━━ Exercise material ━━

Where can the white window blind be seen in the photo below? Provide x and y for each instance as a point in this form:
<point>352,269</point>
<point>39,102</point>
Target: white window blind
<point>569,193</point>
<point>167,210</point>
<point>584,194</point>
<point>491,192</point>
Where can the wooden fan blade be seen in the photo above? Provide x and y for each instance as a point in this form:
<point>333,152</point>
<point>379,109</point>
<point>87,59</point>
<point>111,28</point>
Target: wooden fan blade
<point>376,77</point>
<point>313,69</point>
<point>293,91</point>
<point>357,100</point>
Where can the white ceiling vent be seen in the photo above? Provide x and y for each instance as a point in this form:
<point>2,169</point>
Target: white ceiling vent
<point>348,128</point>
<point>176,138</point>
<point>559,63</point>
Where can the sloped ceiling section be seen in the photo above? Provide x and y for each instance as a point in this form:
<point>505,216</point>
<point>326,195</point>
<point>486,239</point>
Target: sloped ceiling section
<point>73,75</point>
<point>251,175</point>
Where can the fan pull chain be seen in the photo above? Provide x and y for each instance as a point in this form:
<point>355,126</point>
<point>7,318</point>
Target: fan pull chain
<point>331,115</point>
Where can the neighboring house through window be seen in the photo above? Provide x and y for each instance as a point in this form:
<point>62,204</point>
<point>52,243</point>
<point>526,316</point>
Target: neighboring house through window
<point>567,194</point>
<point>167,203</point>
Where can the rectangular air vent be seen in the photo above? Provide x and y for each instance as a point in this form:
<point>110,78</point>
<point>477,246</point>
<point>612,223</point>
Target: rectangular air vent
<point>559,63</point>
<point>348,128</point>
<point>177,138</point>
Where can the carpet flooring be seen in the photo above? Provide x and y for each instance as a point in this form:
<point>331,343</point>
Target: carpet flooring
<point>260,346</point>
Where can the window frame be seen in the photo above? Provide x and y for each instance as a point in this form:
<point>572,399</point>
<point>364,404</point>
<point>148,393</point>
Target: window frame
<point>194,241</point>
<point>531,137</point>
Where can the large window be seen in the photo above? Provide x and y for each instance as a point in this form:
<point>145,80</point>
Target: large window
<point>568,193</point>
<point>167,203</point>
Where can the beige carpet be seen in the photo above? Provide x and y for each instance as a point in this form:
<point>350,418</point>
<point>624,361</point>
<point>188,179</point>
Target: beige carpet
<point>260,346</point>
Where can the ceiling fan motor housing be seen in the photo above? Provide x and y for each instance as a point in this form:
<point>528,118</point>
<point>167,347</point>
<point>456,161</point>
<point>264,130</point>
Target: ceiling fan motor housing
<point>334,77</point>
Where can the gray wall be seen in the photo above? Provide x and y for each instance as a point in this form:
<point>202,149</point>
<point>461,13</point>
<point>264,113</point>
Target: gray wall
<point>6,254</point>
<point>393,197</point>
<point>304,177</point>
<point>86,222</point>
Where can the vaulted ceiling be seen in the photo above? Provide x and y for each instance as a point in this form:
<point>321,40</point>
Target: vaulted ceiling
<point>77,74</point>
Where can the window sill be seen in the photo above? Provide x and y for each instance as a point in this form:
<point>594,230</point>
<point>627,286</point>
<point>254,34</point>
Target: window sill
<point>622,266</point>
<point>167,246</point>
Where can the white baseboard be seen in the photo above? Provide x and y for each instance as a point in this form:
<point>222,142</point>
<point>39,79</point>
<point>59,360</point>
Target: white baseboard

━━━
━━ Exercise material ━━

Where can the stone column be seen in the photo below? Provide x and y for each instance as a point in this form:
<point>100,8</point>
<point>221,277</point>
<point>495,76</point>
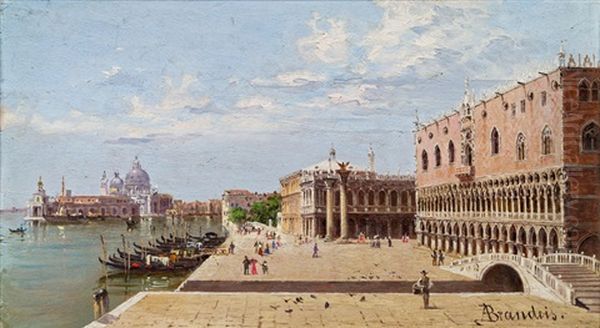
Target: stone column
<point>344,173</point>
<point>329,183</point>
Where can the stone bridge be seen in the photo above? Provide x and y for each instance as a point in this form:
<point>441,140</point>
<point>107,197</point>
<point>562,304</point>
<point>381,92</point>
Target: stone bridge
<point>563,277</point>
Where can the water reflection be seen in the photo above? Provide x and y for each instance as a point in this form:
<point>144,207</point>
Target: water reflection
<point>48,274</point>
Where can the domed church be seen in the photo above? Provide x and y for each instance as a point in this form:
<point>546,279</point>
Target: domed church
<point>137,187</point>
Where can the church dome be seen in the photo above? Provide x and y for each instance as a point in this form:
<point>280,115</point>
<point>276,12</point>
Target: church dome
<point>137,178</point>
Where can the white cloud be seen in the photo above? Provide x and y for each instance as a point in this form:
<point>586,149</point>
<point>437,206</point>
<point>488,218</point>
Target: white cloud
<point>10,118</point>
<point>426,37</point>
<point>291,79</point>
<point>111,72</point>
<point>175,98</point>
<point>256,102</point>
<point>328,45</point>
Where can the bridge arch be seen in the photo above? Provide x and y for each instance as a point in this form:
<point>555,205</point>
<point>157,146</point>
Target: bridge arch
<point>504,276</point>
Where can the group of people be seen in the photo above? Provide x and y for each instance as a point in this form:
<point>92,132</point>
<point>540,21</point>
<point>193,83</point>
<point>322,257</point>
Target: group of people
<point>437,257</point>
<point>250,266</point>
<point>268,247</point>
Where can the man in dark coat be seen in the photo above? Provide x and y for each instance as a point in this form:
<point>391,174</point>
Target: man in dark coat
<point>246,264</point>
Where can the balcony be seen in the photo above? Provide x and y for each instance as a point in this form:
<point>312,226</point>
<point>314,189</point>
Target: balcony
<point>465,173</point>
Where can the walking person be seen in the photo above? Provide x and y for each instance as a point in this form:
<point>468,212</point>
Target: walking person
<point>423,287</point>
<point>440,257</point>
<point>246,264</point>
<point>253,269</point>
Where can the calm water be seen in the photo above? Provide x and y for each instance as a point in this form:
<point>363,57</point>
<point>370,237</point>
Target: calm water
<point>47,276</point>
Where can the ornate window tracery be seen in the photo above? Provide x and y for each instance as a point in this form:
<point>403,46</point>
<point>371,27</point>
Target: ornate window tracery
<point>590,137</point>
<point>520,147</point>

━━━

▶ _Assignment_: Using the records, find the number of lines in which the string "below" occurs. Reply with that number alone.

▶ _Answer box_: 2